─── Records provided ───
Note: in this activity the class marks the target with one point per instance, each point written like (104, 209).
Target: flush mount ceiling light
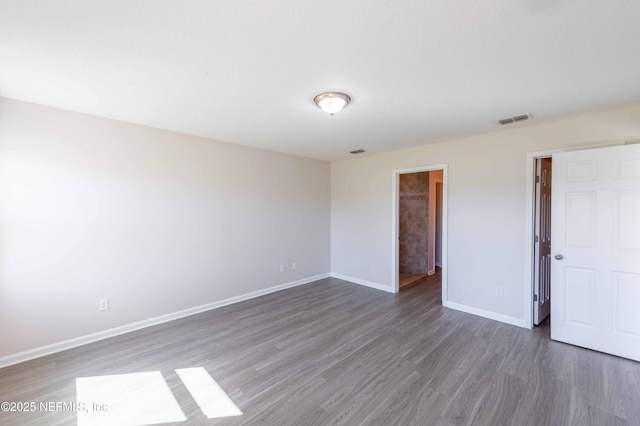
(332, 102)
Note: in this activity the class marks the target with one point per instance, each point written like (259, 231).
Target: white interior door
(595, 267)
(541, 302)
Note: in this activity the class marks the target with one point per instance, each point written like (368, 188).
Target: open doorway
(419, 226)
(542, 240)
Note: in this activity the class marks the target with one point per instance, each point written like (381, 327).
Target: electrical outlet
(103, 304)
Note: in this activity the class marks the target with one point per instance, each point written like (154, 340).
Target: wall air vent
(515, 119)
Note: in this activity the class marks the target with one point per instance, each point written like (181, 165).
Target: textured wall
(156, 221)
(486, 214)
(414, 223)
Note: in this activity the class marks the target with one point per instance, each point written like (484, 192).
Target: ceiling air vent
(515, 119)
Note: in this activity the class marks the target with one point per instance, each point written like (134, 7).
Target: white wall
(486, 201)
(156, 221)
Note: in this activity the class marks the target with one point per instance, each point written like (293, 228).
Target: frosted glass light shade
(332, 102)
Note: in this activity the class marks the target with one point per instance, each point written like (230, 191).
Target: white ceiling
(246, 71)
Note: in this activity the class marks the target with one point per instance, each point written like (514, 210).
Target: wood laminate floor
(336, 353)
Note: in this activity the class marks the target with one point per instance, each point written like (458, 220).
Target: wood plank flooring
(336, 353)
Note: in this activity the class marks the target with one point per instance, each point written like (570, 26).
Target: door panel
(595, 266)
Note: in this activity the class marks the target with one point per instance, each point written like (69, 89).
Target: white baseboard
(363, 282)
(101, 335)
(519, 322)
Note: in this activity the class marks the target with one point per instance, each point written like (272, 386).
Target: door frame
(530, 193)
(395, 223)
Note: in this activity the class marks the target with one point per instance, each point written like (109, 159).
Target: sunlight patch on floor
(126, 400)
(210, 397)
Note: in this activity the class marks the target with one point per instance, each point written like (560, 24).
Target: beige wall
(486, 207)
(156, 221)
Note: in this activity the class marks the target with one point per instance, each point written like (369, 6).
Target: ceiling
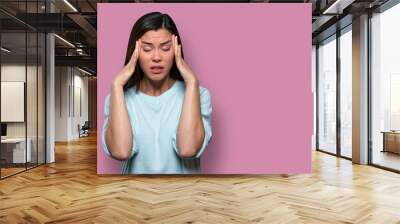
(76, 22)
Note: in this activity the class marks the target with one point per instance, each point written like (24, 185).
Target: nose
(156, 56)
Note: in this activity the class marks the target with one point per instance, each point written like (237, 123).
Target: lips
(156, 69)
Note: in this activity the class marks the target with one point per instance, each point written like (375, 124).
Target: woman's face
(156, 56)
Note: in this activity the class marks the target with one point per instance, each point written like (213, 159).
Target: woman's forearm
(190, 134)
(119, 133)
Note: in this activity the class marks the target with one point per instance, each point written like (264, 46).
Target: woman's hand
(187, 74)
(123, 76)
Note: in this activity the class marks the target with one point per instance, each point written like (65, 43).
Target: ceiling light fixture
(337, 7)
(70, 5)
(84, 71)
(5, 50)
(65, 41)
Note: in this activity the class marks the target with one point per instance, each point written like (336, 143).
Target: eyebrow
(166, 42)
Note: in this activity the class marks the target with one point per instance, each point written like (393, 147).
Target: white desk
(18, 150)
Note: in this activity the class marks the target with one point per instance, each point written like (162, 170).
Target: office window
(346, 93)
(327, 95)
(22, 91)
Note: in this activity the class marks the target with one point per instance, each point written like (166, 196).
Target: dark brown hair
(150, 21)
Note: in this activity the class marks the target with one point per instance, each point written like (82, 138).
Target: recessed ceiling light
(70, 5)
(5, 50)
(64, 40)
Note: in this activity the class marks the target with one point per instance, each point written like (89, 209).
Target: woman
(157, 117)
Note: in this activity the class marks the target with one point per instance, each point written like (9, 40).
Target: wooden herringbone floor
(70, 191)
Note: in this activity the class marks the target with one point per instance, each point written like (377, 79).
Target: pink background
(255, 58)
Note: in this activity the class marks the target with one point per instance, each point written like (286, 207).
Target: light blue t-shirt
(155, 120)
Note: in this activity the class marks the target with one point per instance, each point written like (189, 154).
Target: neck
(155, 88)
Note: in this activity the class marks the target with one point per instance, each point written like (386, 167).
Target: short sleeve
(105, 126)
(206, 111)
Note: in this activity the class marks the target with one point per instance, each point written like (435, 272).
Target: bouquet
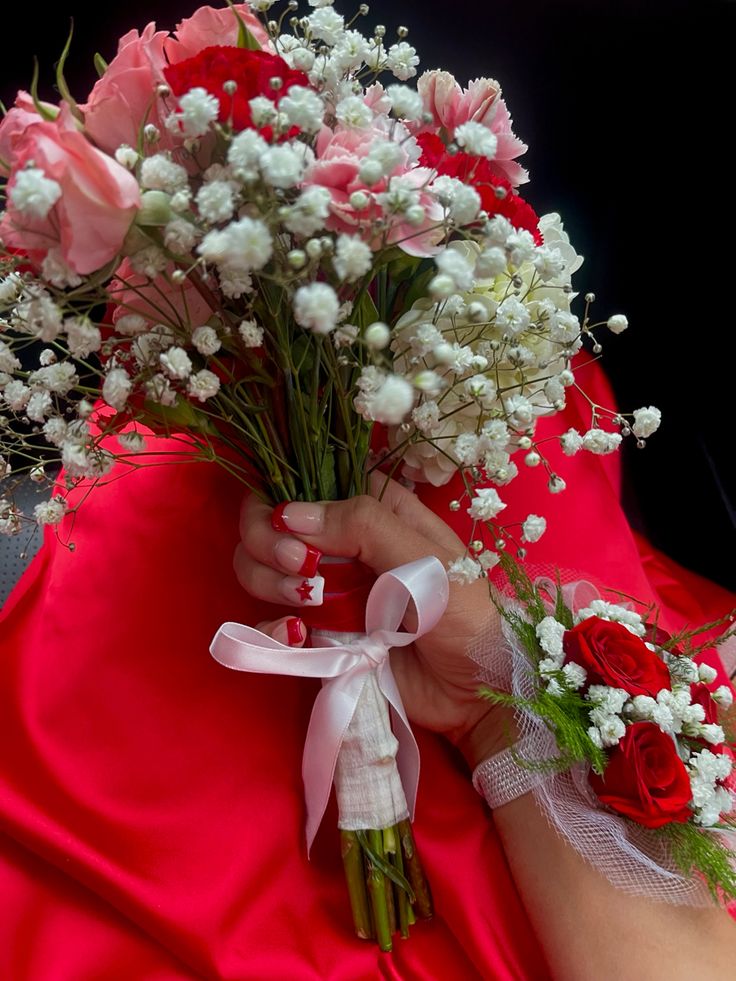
───
Task prompt:
Your task is to restate word for word the lines from the top of the data to the line containing "like (368, 188).", both ends included, with every picture left out.

Exercise result:
Note: in this activity the class marks the target with one point per instance, each point written like (104, 209).
Target: flush mount ceiling light
(332, 102)
Note: in this activity the class marks the target with one point per instance, each point written like (259, 231).
Target: white interior door
(595, 267)
(541, 302)
Note: in this activity the class marks the target with one point per instance, each point written like (368, 188).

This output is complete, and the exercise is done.